I also have another scene based on the Beaune in which all buildings but the L-shaped hospice have been removed as being a closer up image only a part of the hospice is in view, plus all props except 4 trees and 3 flower boxes have been removed, the cobbled ground has been removed, there are no Billboards in it, but there are 38 of my own characters (4 less than above), the only new things added being a stage morphed out of a primitive cube with a wood shader, Whitemagus's Realist Grass Centre and 1st Arc Ground, plus the props for a rock band. So while this scene has a heck of a lot less in it than the former it's file size is 10MB larger at 123MB.
Though there's far more in the semi-aerial shot it's file size is smaller than the close up shot, which is 'anti-intuitive', so even though I'd assume any one character or prop has a single file size, could it be that the file size of a character or prop reduces when viewed and rendered at a distance? Remember, I'm talking about the file size of the Scene in the Scene folder, not the size of the render - though the render of the apparently simpler scene is 2Mb larger than the more complex one.
Comments
No, the file size will not change depending on the camera distance, you will get the exact same number of lines saying "load that asset in that place and apply those parameters / morphs / surface settings to it".
Your scene can include several cameras anyway.
I assume the stage you built from a primitive was morphed using dFormers or mesh grabber? If so, all the geometry modifications will be saved in the scene file as there's no existing morph asset to reference. That would make the scene heavier. Same if you used the geometry editor.
Well, hate to break it to you but 113-123Mb is actually small when you start getting into things like Ultra Scenery Creator or furred creatures. Mostly it's the image maps for textures. Daz handles morphs differently than other programs so don't know if they contribute or not. That is a bit odd on your Less is More issue though. There might be some things texture-wise getting "left behind" that you're not aware of. Hard to tell.
Hopefully someone can shed light on that.
Is 113 and 123MB the compressed size? Duf scene files are compressed by DS by default.
If that is the compressed size both seem very high. Even complex scenes for me rarely go beyond 10-20MB. My guess is that there is some figure and/or props with both scenes being saved with their geometry. A number of things can trigger this, here are a few:
a) Auto fitted clothing.
b) Fit control.
c) Altering the geometry using the geometry editor.
d) Some hairs always seem to do this.
e) Added primitives.
If this happens and the affected figure/prop is high poly then the final scene file will be much bigger.
Having said all that, there are a lot of variables in how much space an asset needs to save its state into the scene file, for example the amount of material zones, and/or the shader being used. As such simply looking at the number of assets in each scene would not give you the full picture.

:: Directive A ::
Count the lines in the records that contain the string "forest", and give only the number.
The discussion of scene file sizes above and the records that follow are separate, unrelated material.

:: Entries supplied ::
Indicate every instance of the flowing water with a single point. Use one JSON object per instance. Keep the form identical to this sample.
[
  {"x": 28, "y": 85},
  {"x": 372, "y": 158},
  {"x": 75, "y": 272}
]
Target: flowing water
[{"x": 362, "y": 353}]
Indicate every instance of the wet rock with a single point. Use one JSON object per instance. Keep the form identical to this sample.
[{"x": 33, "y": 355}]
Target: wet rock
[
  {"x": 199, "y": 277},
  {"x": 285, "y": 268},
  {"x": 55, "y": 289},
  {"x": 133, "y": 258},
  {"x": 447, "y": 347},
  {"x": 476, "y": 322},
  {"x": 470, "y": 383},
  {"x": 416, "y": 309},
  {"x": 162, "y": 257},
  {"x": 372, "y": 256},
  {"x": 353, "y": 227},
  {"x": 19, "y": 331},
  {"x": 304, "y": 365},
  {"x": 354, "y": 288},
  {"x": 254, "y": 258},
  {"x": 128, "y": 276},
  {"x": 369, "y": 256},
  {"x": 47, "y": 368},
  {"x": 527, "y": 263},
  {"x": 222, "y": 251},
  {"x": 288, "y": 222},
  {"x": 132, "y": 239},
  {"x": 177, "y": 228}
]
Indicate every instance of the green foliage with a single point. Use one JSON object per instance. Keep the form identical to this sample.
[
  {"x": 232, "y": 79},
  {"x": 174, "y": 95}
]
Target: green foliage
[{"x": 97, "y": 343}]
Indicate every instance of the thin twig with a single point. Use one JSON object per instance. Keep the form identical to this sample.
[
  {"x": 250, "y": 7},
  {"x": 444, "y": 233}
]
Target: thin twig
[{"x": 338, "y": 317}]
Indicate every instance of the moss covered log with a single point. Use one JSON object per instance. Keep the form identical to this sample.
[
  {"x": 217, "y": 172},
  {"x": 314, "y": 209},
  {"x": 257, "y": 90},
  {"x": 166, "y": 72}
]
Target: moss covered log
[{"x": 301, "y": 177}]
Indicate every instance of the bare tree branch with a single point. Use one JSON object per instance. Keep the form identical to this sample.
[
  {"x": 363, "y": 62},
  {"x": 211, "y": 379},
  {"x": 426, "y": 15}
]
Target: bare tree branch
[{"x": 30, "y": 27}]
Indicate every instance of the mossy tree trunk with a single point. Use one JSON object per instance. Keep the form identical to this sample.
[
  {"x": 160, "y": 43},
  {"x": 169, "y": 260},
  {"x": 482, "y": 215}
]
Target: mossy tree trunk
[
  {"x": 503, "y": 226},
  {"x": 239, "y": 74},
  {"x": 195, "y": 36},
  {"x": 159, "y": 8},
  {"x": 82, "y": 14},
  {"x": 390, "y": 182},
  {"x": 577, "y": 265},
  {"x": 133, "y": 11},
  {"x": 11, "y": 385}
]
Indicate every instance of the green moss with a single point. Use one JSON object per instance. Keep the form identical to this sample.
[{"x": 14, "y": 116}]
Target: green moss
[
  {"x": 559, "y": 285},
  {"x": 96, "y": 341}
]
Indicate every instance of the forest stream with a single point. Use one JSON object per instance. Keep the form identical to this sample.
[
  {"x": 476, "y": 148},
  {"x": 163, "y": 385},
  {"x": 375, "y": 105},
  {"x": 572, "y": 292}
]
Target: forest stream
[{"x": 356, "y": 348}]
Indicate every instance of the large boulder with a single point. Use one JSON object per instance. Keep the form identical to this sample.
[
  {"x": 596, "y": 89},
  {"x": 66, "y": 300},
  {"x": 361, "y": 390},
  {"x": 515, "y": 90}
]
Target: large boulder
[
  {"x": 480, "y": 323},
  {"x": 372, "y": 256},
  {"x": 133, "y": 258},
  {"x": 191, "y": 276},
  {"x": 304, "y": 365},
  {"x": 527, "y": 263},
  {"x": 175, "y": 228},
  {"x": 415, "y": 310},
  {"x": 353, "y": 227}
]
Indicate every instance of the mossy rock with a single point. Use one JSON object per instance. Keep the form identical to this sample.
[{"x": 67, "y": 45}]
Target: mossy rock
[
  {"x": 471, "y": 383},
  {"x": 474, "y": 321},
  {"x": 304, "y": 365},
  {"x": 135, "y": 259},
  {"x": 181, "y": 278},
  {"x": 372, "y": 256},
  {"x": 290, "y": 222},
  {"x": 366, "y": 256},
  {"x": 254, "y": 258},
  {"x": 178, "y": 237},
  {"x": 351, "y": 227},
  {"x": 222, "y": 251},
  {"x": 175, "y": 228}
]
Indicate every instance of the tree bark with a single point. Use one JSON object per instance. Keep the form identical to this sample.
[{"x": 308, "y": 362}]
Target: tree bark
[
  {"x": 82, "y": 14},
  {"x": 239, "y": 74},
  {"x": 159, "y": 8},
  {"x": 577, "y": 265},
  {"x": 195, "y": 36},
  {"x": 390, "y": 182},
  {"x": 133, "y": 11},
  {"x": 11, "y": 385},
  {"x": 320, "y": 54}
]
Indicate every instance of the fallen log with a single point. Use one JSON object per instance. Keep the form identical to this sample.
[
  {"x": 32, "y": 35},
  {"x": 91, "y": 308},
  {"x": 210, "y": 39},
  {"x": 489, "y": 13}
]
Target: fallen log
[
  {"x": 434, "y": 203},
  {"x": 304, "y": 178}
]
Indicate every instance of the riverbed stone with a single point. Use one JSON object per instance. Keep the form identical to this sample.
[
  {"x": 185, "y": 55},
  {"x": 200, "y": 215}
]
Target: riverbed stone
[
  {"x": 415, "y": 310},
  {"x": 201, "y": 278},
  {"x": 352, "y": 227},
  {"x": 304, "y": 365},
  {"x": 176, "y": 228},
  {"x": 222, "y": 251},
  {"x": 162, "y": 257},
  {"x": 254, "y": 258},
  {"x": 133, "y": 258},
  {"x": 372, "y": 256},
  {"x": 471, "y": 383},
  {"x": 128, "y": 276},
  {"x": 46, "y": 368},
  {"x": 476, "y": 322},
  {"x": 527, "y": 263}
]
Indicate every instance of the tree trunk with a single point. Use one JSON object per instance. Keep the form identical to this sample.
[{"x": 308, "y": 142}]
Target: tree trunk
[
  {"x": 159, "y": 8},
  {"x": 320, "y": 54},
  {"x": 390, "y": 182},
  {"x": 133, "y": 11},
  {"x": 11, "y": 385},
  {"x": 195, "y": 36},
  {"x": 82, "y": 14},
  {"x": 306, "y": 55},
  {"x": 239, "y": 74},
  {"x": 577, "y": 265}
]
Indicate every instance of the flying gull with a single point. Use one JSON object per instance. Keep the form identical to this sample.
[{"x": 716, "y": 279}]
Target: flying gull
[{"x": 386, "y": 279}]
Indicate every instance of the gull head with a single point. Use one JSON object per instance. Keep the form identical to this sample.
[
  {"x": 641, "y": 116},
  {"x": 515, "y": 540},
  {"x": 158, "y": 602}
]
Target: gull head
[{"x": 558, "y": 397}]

:: Directive B ::
Write a continuation of the discussion of scene file sizes above, picking up after its final sentence.

:: Task output A ::
2

:: Task output B ::
Yes, the files are the duf. The large figure (which I don't consider small as someone wrote above) maybe due to the scene being saved at 4000 x 2500 pixels. Re the MB figures I gave above for the renders, they're saved as TIFs. Re the aerial scene with oodles in it I wasn't surprised by the Scene file (duf) size, while I was surprised the simpler scene was higher. It may well be the stage I added as it's large - I just morphed it from a primitive cube using the X, Y & Z scales - then it's a parquet flooring shader I used on that.
I initially had the scene crashing on rendering, usually when 27% in, and that's what made me check the file sizes as I thought it may be a RAM problem, but it turned out to that there was a glitch in one of the musician subsets: after first loading a guitarist I realised he didn't have a guitar strap, so I went back to the subset and added the strap, but I didn't render test it. After I replaced the strapless guitarist with the new one I got the crashes. It took a lot of trial an error deleting parts of the set and characters before I discovered it rendered okay without the guitarist. I went back to the subset to render that and it also crashed! So I had to create a new one and once that was uploaded to the scene the rendering was fine. I still need to add some audiences characters, plus ideally some more watching from the balcony, but I dread overloading it so I get more crashes as recent crashed scenes have ended up dumping between 7GB and 26GB of trash in the Daz Studio dson folder and in its temporary files!
Are you refering to the scene file itself, or the finished renders?
Sounds like you are also using Poser assets and/or other non-DS assets (re. dson folder and temp files)
The size of the savefile has no relation to how much RAM or VRAM the scene will use, normally the savefile just contains references to the DS assets used on the scene, but if you modify the assets in a way that DS cannot use references to recreate, then the modifications will be saved in the savefile.
If your stage was a primitive cube then the physical size would have no bearing on the final size of the scene file. The number of polys of the cube would be relevant, which is likely dependent on the number of divisions you specified when it was created. Likely as not that is not the reason for your large scene, but something else.
Maybe it's another good reason to use dForce simulation instead of Autofit.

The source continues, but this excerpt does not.